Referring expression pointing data
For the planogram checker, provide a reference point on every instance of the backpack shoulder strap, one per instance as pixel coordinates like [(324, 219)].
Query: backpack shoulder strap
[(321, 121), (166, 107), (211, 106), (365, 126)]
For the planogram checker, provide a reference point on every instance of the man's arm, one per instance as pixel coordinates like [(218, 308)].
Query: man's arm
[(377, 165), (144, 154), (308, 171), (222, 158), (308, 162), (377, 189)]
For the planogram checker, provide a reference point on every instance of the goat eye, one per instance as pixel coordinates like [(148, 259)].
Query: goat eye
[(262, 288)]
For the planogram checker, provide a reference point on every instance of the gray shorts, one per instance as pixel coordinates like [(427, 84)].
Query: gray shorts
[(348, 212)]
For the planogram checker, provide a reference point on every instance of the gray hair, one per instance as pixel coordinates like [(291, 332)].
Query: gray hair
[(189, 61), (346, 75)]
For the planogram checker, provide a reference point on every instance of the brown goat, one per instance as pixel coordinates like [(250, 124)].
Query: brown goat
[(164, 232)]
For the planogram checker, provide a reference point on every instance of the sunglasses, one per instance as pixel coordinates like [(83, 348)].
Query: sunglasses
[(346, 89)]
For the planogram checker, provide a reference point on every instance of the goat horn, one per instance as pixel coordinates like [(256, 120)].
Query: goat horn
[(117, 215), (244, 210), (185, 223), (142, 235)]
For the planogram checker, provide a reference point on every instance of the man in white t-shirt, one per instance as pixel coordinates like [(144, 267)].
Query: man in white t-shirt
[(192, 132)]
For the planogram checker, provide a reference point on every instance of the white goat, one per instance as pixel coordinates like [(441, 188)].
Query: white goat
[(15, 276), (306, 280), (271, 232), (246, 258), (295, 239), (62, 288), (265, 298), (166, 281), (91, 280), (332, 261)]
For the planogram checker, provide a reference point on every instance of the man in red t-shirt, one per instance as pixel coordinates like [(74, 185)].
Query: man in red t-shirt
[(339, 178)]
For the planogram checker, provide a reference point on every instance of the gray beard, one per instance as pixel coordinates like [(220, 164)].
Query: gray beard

Work task: Wherever "beard" occurs in the entries above, copy the line it sits on.

Your response:
For the planogram checker, provide a reference point on every instance of the gray beard, one per instance as pixel coordinates like [(220, 164)].
Query: gray beard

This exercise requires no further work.